[LISTING start]
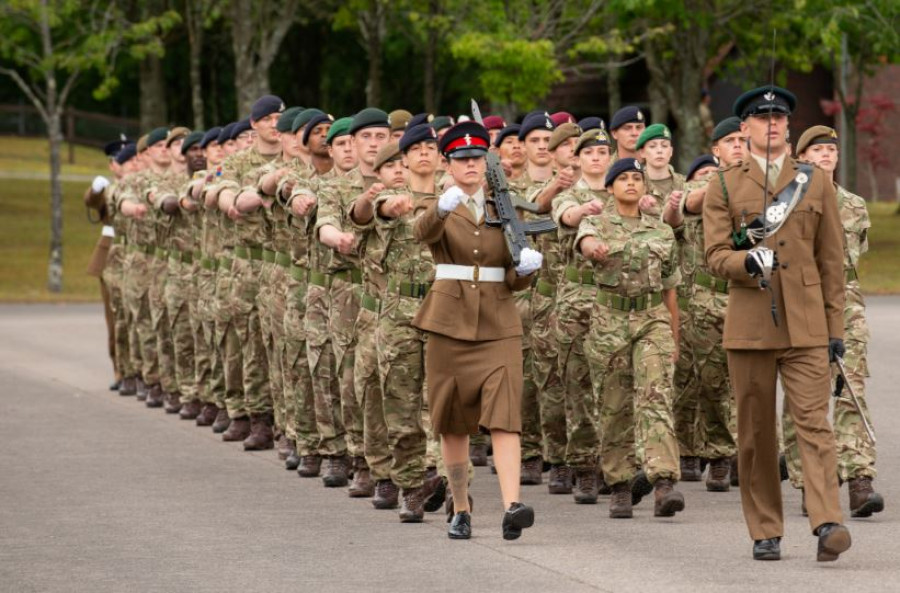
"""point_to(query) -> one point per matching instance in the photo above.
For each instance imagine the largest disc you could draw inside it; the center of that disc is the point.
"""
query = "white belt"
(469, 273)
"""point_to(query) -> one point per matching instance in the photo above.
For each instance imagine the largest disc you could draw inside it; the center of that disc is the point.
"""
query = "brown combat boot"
[LISTING end]
◆ THE REQUEST: Rewrite the lines of all the entries above as a numbered list, skipping blank lines. Omit the pictures from your answer.

◆ WORKED SOLUTION:
1. """point_to(query) -> one point per matching instance in the photo above.
2. For each instance imagine the largest disc you could draw inside it; the center of that disc is the point.
3. """
4. query = "white belt"
5. (469, 273)
6. """point_to(query) -> one point per matching instance in the photo above.
7. For each instance imagine the largest disc you could draw inside it; the center of that disc is the point.
8. """
9. query = "brown combat boot"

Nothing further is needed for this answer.